PROBLEM
The records below must be reproduced exactly. Strip out the pictures.

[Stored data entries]
|---|
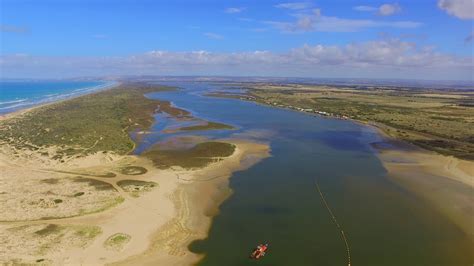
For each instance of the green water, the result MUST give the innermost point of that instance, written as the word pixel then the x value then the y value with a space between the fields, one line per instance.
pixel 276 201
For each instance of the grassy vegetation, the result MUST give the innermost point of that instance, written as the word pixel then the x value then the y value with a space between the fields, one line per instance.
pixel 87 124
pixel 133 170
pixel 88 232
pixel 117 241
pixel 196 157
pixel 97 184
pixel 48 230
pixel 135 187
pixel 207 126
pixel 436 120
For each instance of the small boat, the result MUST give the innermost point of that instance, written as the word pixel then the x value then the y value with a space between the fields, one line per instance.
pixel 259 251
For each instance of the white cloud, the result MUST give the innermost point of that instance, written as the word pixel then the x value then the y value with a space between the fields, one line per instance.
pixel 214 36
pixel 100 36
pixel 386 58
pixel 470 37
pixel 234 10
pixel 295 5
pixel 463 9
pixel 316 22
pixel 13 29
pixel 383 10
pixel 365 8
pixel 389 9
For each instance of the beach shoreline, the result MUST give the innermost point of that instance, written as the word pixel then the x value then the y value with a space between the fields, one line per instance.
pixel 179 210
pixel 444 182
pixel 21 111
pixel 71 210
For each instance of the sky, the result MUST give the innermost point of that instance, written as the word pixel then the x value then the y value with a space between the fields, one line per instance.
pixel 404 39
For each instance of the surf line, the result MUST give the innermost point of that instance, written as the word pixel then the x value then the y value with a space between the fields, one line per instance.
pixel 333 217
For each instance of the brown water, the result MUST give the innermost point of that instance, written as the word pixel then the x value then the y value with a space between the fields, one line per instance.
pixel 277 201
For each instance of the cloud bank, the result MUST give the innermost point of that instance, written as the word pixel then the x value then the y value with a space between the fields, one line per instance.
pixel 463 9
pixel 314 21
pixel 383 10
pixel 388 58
|---|
RESULT OF THE TASK
For each instance of the green water, the result MUST give the innermost point of that instance, written as the word pixel then the x value then the y value with a space between the fields, one line per instance.
pixel 276 201
For each instance of the grassy vegetation, the result MUST give the innermost point of that instance, written as the word pixel then the x value then the y value with a space between the fields, one line per instance.
pixel 87 124
pixel 133 170
pixel 88 232
pixel 117 241
pixel 196 157
pixel 97 184
pixel 48 230
pixel 135 187
pixel 207 126
pixel 436 120
For each instance of the small boat, the result MUST give the innermost point of that instance, written as the word pixel then the x value then the y value with a space between the fields, one line per instance.
pixel 259 251
For each instance of the white cloud, the result MUST give the innermost point of that instance, written as the word pixel then the x value then the y value with a space between the fields, one line per instance.
pixel 214 36
pixel 100 36
pixel 386 58
pixel 470 37
pixel 234 10
pixel 295 5
pixel 463 9
pixel 316 22
pixel 13 29
pixel 383 10
pixel 365 8
pixel 389 9
For each instance of the beach shoreline, the result MUST give the innermost point of that instance, written as the word pixel then the x value then the y value with a space between the fields, one line per instance.
pixel 179 210
pixel 444 182
pixel 21 111
pixel 71 210
For each instance of the sky, the result MUST give the innermost point of that instance, written as the word pixel then the x value then the y value with a space between the fields, one line per instance.
pixel 404 39
For each instance of the surf line, the result MUST give the innermost point of that instance, written as the word pixel then the x value then the y value with a space between the fields, one line per instance.
pixel 333 217
For each instance of the brown water, the result MUST give the innermost point of that instance, written as the word pixel then the x value then the y value with a space between the fields, one line per instance.
pixel 277 201
For each instance of the cloud bank, the result MUST give the innermost point of that instance, written as the word pixel then the x value then the y value with a space between the fields, one line per instance.
pixel 463 9
pixel 314 21
pixel 383 10
pixel 388 58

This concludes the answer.